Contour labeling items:
★ ★ ★ ★ ★ ★ ★

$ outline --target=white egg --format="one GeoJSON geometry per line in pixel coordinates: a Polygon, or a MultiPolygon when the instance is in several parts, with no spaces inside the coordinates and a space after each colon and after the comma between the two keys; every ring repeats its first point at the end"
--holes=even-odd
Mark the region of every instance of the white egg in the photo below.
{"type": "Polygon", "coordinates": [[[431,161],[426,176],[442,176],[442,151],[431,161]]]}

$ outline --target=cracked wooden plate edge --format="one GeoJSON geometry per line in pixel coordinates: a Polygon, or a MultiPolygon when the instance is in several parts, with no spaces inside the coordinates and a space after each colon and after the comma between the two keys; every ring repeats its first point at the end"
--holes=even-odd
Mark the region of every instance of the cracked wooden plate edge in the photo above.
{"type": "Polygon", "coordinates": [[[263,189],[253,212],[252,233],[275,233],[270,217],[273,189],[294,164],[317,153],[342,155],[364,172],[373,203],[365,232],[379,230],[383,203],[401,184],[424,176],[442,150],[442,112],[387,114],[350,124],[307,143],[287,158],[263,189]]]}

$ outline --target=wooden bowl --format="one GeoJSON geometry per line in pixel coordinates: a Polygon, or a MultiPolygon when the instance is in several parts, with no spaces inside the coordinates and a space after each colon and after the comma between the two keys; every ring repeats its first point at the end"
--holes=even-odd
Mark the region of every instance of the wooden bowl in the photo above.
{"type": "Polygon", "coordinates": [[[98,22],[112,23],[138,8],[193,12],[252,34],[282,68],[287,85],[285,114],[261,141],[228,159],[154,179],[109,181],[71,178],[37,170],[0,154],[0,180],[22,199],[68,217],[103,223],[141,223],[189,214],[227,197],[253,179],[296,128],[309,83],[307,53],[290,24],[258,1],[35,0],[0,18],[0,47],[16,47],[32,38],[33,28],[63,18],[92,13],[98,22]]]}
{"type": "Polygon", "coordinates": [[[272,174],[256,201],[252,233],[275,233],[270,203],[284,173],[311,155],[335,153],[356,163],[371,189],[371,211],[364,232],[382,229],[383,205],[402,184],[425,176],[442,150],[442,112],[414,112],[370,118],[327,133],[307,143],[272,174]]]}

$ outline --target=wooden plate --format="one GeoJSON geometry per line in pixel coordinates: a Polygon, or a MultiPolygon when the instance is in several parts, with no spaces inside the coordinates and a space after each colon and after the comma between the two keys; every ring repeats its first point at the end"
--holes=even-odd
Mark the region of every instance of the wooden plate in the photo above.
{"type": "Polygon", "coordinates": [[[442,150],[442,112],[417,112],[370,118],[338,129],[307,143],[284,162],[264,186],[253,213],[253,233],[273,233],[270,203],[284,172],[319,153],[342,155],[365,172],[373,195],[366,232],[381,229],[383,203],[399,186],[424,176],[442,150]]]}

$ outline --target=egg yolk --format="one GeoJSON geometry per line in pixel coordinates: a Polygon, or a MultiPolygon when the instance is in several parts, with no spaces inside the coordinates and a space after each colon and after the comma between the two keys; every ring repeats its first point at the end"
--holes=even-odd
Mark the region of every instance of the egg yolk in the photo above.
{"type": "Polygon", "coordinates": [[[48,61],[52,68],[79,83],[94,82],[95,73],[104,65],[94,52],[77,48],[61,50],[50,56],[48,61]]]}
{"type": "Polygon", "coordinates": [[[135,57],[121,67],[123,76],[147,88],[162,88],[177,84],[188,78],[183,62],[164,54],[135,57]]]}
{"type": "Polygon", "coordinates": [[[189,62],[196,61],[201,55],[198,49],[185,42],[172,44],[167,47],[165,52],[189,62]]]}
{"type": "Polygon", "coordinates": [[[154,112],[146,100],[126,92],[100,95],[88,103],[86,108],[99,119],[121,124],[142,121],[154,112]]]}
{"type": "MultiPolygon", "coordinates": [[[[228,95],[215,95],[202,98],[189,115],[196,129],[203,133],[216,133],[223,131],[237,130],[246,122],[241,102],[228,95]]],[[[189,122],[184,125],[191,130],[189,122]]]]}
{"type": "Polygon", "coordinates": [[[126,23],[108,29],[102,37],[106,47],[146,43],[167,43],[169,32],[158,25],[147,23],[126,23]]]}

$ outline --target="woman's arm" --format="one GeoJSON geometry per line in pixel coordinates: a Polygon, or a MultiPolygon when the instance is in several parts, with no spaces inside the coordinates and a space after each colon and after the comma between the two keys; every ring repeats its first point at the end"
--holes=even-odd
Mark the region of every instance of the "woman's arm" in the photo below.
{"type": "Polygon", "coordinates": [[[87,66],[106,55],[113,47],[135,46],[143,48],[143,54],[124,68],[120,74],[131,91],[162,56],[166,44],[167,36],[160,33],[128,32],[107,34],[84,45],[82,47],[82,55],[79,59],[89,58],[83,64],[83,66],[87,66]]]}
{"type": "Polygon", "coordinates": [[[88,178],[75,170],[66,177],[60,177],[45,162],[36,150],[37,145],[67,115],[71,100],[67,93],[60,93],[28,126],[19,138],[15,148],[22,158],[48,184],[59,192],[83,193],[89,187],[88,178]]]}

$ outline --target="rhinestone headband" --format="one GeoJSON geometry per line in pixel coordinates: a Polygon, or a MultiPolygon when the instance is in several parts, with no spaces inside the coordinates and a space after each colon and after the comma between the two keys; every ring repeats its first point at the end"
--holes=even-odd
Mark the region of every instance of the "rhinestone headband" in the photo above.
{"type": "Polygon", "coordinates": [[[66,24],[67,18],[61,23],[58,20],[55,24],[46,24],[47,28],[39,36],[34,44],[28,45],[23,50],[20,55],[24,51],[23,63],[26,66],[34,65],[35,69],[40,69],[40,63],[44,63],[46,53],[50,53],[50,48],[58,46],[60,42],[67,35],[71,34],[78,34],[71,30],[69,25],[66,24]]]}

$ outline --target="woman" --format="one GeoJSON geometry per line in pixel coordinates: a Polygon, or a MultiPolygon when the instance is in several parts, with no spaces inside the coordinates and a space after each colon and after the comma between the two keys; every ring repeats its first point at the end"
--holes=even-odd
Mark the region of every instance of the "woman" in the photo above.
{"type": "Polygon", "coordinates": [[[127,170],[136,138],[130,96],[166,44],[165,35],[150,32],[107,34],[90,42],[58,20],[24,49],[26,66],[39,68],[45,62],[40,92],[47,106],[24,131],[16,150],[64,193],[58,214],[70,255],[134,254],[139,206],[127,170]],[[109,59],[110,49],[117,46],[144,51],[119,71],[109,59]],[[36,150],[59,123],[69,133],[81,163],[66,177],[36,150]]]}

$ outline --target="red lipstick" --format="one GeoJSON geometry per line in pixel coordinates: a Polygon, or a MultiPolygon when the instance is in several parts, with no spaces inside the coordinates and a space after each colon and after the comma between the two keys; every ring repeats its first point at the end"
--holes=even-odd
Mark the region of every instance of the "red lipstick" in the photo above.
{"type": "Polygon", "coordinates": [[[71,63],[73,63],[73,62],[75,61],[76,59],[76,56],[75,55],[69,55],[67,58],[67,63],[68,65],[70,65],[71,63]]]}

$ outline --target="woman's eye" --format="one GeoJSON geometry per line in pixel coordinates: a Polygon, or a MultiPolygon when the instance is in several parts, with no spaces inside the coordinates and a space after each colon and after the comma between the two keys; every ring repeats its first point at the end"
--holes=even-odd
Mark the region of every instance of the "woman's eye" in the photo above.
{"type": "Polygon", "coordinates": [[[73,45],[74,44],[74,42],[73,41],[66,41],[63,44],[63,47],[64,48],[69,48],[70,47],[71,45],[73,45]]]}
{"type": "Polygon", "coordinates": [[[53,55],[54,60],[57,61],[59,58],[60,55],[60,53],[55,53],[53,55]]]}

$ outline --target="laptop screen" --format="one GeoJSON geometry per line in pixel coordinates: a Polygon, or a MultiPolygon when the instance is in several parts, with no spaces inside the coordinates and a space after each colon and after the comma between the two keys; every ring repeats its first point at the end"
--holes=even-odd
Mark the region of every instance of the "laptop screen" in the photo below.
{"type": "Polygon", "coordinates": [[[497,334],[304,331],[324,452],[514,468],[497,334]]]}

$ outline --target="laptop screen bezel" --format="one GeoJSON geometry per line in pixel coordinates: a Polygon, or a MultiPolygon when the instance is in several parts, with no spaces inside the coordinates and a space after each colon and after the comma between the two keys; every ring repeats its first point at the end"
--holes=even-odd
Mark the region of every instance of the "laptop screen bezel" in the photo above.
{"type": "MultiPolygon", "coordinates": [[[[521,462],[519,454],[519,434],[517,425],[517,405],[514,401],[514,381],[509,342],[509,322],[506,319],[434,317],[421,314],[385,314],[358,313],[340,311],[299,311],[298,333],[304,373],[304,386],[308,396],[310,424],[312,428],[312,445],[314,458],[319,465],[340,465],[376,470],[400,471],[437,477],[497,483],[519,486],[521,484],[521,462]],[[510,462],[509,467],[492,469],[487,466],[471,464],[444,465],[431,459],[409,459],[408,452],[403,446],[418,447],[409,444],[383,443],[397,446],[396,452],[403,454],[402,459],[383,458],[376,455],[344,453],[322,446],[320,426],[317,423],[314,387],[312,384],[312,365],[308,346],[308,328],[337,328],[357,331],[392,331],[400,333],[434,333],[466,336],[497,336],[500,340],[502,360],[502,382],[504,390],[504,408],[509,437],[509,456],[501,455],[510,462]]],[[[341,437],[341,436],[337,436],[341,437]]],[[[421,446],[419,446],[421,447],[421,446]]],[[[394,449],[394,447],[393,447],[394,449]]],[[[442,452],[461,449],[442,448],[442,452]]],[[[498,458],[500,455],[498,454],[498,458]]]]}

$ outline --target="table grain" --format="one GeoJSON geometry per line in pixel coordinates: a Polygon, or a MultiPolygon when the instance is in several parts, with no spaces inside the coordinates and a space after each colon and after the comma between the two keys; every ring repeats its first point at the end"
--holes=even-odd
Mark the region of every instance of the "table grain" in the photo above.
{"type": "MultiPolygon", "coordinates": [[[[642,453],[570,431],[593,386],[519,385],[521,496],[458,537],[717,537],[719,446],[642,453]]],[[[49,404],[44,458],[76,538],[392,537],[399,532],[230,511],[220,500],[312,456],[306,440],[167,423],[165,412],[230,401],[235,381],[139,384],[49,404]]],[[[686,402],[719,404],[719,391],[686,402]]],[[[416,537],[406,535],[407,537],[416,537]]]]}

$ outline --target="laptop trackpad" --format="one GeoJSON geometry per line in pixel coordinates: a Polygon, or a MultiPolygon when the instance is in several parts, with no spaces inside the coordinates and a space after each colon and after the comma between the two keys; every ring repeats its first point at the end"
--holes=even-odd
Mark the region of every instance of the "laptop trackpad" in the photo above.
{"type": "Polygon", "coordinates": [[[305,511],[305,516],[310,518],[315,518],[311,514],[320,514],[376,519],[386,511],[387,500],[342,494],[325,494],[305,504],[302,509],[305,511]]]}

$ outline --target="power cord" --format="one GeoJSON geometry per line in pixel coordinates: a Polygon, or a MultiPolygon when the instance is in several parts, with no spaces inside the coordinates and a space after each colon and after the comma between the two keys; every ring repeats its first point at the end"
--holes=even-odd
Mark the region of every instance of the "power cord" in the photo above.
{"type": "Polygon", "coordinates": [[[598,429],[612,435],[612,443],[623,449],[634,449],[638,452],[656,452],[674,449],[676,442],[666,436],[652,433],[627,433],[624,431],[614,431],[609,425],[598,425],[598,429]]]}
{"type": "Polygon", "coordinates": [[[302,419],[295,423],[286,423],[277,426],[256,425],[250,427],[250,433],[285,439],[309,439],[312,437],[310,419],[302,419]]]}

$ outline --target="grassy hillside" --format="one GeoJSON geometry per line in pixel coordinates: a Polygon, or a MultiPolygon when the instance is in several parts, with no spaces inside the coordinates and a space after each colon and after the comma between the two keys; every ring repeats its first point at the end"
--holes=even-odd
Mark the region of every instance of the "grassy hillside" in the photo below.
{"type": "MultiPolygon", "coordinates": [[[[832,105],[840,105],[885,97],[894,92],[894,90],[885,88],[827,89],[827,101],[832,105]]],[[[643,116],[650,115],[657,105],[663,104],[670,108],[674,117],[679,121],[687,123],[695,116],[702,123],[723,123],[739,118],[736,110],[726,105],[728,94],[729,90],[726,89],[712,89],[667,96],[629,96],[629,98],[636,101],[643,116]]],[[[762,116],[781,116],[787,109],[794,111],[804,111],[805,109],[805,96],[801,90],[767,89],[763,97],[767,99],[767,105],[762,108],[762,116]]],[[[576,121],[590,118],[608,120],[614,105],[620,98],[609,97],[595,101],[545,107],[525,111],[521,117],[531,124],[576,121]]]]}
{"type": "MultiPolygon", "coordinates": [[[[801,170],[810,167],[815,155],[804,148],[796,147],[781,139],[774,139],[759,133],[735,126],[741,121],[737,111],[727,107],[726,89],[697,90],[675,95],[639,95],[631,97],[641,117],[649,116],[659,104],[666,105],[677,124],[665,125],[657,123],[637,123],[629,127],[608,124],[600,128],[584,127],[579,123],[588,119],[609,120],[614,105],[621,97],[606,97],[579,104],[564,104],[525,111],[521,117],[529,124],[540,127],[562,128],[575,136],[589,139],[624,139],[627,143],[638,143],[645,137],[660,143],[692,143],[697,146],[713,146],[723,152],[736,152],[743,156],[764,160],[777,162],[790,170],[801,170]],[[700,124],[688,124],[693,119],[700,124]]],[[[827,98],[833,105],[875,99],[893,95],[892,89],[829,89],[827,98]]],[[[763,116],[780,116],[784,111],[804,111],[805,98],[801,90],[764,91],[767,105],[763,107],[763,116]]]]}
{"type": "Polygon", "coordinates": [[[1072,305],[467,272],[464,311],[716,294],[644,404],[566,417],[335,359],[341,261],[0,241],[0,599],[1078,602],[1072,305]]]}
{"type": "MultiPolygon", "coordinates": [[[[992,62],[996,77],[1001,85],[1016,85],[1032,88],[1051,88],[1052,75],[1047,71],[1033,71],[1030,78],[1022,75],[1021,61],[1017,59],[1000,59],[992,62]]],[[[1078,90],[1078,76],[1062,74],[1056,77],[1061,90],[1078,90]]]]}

★ ★ ★ ★ ★ ★ ★

Count the lines in the data above that contain the string "grassy" and reply with the number alone.

2